== Problem description ==
Copy out every record below exactly as written, but leave out any pictures.

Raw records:

⁂

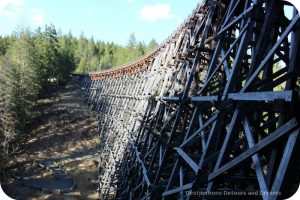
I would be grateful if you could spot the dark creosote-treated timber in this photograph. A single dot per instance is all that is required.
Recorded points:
(214, 110)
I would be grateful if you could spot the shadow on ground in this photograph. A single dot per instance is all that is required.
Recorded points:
(65, 131)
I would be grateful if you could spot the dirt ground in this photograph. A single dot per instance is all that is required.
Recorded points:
(62, 127)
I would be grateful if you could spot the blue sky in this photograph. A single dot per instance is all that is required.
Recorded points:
(108, 20)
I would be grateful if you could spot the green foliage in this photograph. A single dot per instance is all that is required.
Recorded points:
(94, 56)
(28, 59)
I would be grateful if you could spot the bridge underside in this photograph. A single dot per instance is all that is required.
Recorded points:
(213, 111)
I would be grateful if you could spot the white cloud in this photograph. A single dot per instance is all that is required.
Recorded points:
(38, 16)
(156, 12)
(11, 8)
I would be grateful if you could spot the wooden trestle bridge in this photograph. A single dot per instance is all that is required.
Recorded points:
(212, 113)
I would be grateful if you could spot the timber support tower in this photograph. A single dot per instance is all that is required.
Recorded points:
(213, 110)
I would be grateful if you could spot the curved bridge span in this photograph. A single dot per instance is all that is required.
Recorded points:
(212, 113)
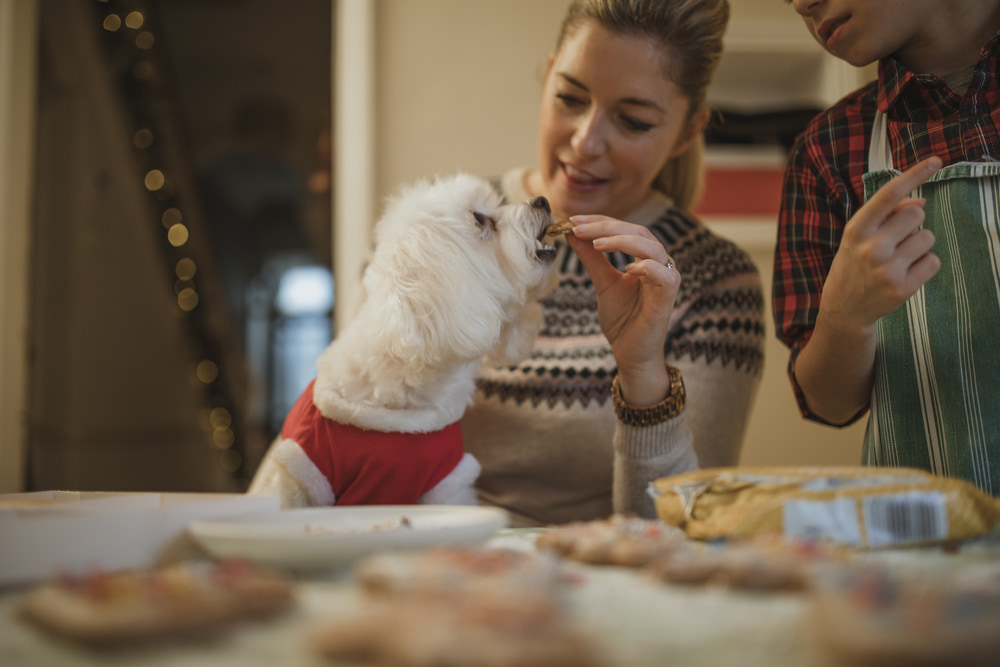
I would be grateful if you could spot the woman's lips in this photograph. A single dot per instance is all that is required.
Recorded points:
(579, 180)
(831, 29)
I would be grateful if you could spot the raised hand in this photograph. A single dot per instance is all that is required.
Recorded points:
(633, 307)
(885, 256)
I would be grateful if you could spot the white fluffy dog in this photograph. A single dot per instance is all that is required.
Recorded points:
(455, 276)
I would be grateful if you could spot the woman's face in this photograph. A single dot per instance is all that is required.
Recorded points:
(610, 119)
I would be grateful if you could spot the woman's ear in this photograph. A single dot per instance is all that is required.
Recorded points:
(694, 129)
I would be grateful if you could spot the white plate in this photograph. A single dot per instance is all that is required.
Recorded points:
(328, 537)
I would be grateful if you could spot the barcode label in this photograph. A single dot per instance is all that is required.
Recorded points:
(905, 517)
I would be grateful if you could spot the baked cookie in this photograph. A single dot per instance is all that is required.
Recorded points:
(457, 606)
(134, 607)
(619, 540)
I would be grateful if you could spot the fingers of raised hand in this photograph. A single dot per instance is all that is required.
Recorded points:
(883, 202)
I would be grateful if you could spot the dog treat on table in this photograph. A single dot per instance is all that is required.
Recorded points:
(456, 606)
(868, 617)
(619, 540)
(759, 565)
(447, 570)
(151, 606)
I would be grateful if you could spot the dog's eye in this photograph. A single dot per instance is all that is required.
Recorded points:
(483, 220)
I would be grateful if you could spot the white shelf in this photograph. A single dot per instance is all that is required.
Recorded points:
(772, 63)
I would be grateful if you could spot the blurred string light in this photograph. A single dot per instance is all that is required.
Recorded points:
(128, 33)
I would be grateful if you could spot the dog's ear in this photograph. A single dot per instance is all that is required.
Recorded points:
(517, 337)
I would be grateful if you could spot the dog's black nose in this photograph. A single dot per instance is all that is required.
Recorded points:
(539, 202)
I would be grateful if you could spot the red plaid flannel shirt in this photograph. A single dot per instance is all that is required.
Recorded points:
(823, 187)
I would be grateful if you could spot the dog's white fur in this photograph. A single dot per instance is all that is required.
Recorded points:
(455, 277)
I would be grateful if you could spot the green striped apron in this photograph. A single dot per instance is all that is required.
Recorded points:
(936, 395)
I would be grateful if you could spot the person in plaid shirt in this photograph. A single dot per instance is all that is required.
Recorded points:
(889, 300)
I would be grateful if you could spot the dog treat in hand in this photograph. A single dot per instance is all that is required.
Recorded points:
(559, 228)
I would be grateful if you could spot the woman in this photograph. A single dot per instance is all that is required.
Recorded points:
(646, 292)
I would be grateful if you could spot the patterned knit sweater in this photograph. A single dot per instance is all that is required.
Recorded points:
(545, 432)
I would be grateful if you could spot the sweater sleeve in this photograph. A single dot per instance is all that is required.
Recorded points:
(645, 453)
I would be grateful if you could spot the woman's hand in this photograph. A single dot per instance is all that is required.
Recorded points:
(634, 307)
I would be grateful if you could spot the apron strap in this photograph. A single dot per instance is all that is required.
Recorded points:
(879, 155)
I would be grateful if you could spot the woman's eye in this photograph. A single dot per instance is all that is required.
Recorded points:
(569, 100)
(636, 125)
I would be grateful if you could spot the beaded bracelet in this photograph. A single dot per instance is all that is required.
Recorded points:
(668, 408)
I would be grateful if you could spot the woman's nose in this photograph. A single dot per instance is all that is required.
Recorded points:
(588, 138)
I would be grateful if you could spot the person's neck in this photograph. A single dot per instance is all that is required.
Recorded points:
(953, 37)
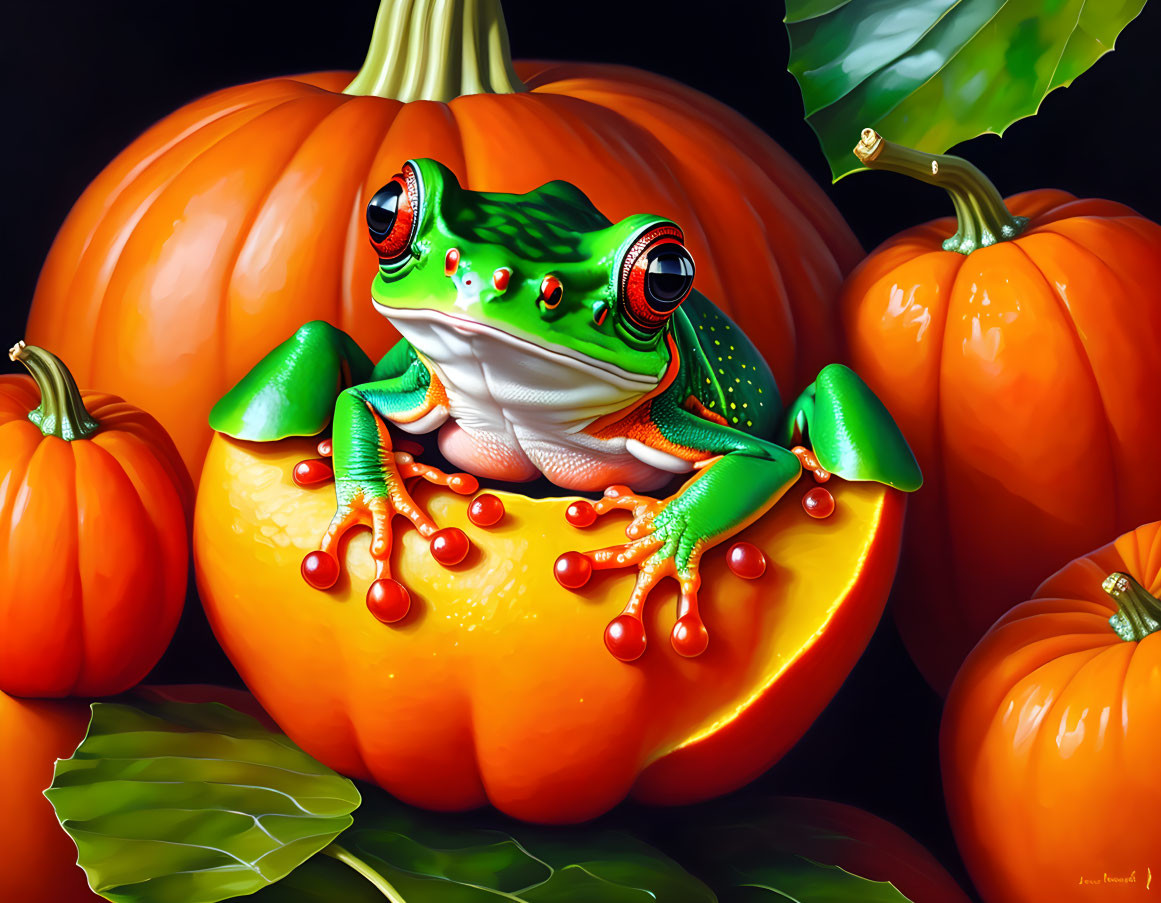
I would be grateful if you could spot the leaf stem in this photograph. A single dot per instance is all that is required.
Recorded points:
(350, 859)
(982, 216)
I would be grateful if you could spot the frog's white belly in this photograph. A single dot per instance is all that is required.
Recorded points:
(517, 410)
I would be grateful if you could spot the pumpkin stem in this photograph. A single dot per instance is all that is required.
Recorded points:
(437, 50)
(983, 217)
(1139, 612)
(62, 412)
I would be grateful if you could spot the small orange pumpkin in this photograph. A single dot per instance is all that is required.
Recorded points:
(1051, 736)
(94, 510)
(1019, 360)
(239, 217)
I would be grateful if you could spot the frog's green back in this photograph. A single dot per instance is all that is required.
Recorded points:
(723, 369)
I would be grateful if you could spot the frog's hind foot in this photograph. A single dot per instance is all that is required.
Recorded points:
(654, 548)
(291, 390)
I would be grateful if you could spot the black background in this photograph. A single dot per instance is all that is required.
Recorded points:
(83, 79)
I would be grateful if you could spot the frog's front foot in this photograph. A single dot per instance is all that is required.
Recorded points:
(374, 504)
(662, 543)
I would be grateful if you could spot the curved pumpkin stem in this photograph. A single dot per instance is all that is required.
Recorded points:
(983, 217)
(1139, 612)
(62, 412)
(437, 50)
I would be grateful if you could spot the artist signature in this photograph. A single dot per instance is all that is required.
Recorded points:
(1132, 878)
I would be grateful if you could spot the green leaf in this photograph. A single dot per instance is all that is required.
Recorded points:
(193, 803)
(931, 73)
(750, 852)
(790, 878)
(446, 859)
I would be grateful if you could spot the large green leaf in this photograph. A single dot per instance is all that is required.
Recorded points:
(193, 803)
(424, 858)
(931, 73)
(787, 878)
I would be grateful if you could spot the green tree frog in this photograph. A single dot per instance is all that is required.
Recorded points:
(541, 339)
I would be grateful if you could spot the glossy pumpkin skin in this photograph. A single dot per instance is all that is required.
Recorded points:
(93, 576)
(37, 858)
(1050, 741)
(239, 217)
(1018, 374)
(497, 686)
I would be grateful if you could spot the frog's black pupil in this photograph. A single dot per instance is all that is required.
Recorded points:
(669, 276)
(382, 209)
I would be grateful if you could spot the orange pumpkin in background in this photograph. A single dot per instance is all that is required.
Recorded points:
(239, 217)
(1017, 359)
(1051, 734)
(94, 508)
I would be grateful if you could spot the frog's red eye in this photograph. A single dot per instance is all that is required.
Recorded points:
(392, 215)
(656, 276)
(550, 291)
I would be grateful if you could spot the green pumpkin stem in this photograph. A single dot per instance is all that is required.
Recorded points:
(1138, 611)
(983, 217)
(437, 50)
(62, 412)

⁂

== Response for this exercise ==
I would be grateful if you could spot the dark creosote-treated timber in this photograph. A single dot per instance is all that is required.
Recorded points:
(214, 110)
I would be grateful if you could spot the shadow on ground in this photograph. A single dot per instance is all that is required.
Recorded points:
(65, 131)
I would be grateful if you could spot the dirt ground in this photograph. A single dot per instance is all that is required.
Recorded points:
(62, 127)
I would be grateful if you could spot the blue sky in this photograph. A single dot per instance is all that is required.
Recorded points:
(108, 20)
I would be grateful if you could spot the green foliage in this photograph. A single dot per instance is all that is required.
Recorded points:
(94, 56)
(28, 59)
I would be grateful if you could spot the bridge underside in this photograph. A single dot per instance is all that is required.
Recorded points:
(213, 111)
I would be grateful if you could spot the white cloud in this photograph. A single dot per instance is all that is required.
Recorded points:
(38, 16)
(156, 12)
(11, 8)
I would be grateful if you could spot the wooden trestle bridge in this photograph. A single dot per instance is all that is required.
Recorded points:
(212, 113)
I would be grateful if you could spot the timber support tower in this photograph. A single dot per instance is all that is required.
Recorded points:
(213, 110)
I would be grateful if you could spot the curved bridge span in this photograph. A single dot per instance is all that is required.
Recorded points:
(212, 113)
I would be grateful if you could spot the woman's lips in this photograph. A single dot per instance is all that is required.
Recorded points:
(579, 180)
(831, 29)
I would be grateful if you could spot the raised hand in this photograph. A single dot per instance is all that is required.
Recorded points:
(633, 307)
(885, 256)
I would be grateful if you could spot the white fluffy dog in this photograph. A single dot per instance is all that is required.
Recorded points:
(455, 276)
I would be grateful if you could spot the woman's face in this photograph. A single dot per instance is all that is required.
Recorded points:
(610, 119)
I would be grateful if you could spot the woman's ear in this photograph. A single dot per instance is all that is required.
Recorded points:
(694, 129)
I would be grateful if you could spot the white plate in this photograph. A single dot per instance is all that is required.
Recorded points:
(328, 537)
I would be grateful if you could spot the barcode label in this photograph. A single dot per instance is all that is required.
Recorded points:
(905, 517)
I would be grateful if you could spot the baked cookie in this photograph. A single dot per instance is all that is required.
Recorded points:
(457, 606)
(134, 607)
(619, 540)
I would be grateful if you could spot the fingers of raised hand in this photograph. A single dot per instance is all that is required.
Recorded points:
(883, 202)
I would be grateful if you could spot the dog treat on table in this photograph. A single dot per instance is all that is required.
Recorded points:
(456, 606)
(868, 617)
(619, 540)
(759, 565)
(447, 570)
(151, 606)
I would be grateful if you could spot the dog's eye in this photograph. A single dot per instance is all that is required.
Recorded points:
(483, 220)
I would be grateful if you could spot the white shelf in this photograph. A single dot per instance is all that is required.
Recorded points:
(772, 63)
I would be grateful if you could spot the blurred string light in this photograph. A single dot per instance is all that is required.
Recorded points:
(128, 33)
I would be grateful if you could spot the dog's ear in this photograph. A single dot per instance is all that is required.
Recorded points:
(517, 337)
I would be grateful if you could spot the dog's black nose in this photograph. A single dot per instance is all that is required.
Recorded points:
(539, 202)
I would be grateful if you could spot the red plaid flannel shirt in this photograph. A single dot per instance is all that is required.
Recorded points:
(823, 187)
I would be grateful if you could spot the dog's white fur in this photograph. A single dot per instance is all that is required.
Recorded points:
(455, 277)
I would be grateful if you could spot the green striped apron in this photograph. A single dot per instance is all that is required.
Recorded points:
(936, 395)
I would be grateful if you could spot the person in plaid shirt in this photograph. A single dot per instance is all that is required.
Recorded points:
(889, 300)
I would be grateful if you could spot the dog treat in hand in this photograph. A single dot per instance is all that is required.
Recorded points:
(559, 228)
I would be grateful if you could spot the woman in this photograph. A single dot per instance is all that is required.
Recorded points:
(646, 292)
I would be grateful if you could spot the patterned knit sweater in this photograph. A single dot per instance is all that is required.
Recorded points:
(545, 432)
I would be grateful if you could spot the sweater sleeve in this photograph. A single dot per instance is all that is required.
Recorded points:
(645, 453)
I would be grateful if you could spot the woman's hand in this photograph. A single dot per instance is all that is required.
Recorded points:
(634, 307)
I would be grateful if you could spot the apron strap in this photograph. A single dot per instance is all that is required.
Recorded points:
(879, 155)
I would be grateful if you could spot the woman's eye in this photograph. A single dot per instance is all that is required.
Recorded points:
(569, 100)
(636, 125)
I would be grateful if you could spot the beaded bracelet in this photograph. A single dot per instance is all that is required.
Recorded points:
(668, 408)
I would be grateful if you could spot the woman's nose in this photograph. A single dot per instance is all that is required.
Recorded points:
(588, 138)
I would be grateful if you could spot the person's neck in this photograph. A single dot per instance is all that is required.
Recorded points:
(953, 37)
I would be grateful if you could spot the leaf stem in this photograph. A single dot per instance is all that is required.
Recorded points:
(350, 859)
(982, 216)
I would be grateful if you could spot the frog's white belly in this photograph. A single dot per instance is all that is required.
Recorded points:
(517, 410)
I would be grateful if you could spot the pumpkin stem in this photograph. A single dot per instance is all that is required.
Recorded points:
(437, 50)
(983, 217)
(1139, 612)
(62, 412)
I would be grateful if you could spot the small orange pumpkin in this photograph. A single dot per instance is all that is required.
Recorded points:
(1051, 736)
(94, 510)
(1019, 360)
(239, 217)
I would be grateful if you could spot the frog's green back in this photograph. A single dot per instance is all that is required.
Recorded points:
(723, 369)
I would be grateful if you could spot the frog's hind foot in this photograph. A single dot per instance is all that is required.
Recorded points:
(654, 548)
(291, 390)
I would be grateful if you could spot the black background in this photograph. A single dot per instance is all that is required.
Recorded points:
(83, 79)
I would be grateful if you could spot the frog's front foot in this photograph. A single dot per instance is all that is required.
Recorded points:
(374, 504)
(662, 543)
I would be grateful if you could spot the curved pumpkin stem in this photograph. A single dot per instance is all that is required.
Recorded points:
(983, 217)
(1139, 612)
(62, 412)
(437, 50)
I would be grateful if you could spot the artist signature in this photograph. A single dot per instance is all that is required.
Recorded points:
(1132, 878)
I would be grateful if you could spot the green leaf in this photograph. A single dot per instance is all that is required.
Recorded points:
(193, 803)
(931, 73)
(750, 852)
(790, 878)
(446, 859)
I would be grateful if you could spot the large green leaf in this photograph. A single dot per instance is all that is required.
Recorded points:
(193, 803)
(424, 858)
(931, 73)
(787, 878)
I would be grateful if you could spot the green tree frog in this photograph. A single dot per instance is all that is required.
Recorded points:
(541, 339)
I would be grateful if you could spot the glossy pumpkin skin in this photograph. A single dot per instance is all that is required.
Recorded points:
(93, 576)
(37, 858)
(1050, 741)
(239, 217)
(1018, 374)
(497, 686)
I would be grateful if you could spot the frog's black pupil in this photograph. A single dot per instance is all that is required.
Recorded points:
(669, 276)
(382, 209)
I would be grateful if you could spot the orange pumpkin in background in this photograph. A single dot per instance is all that is required.
Recorded points:
(239, 217)
(1017, 359)
(1051, 734)
(94, 508)
I would be grateful if you could spot the frog's red eye in this photograph. A single dot per instance is all that is required.
Recorded points:
(392, 215)
(656, 276)
(550, 291)
I would be grateful if you could spot the green pumpkin stem in this photograph. A single dot per instance is all that is required.
Recorded points:
(1138, 611)
(983, 217)
(437, 50)
(62, 412)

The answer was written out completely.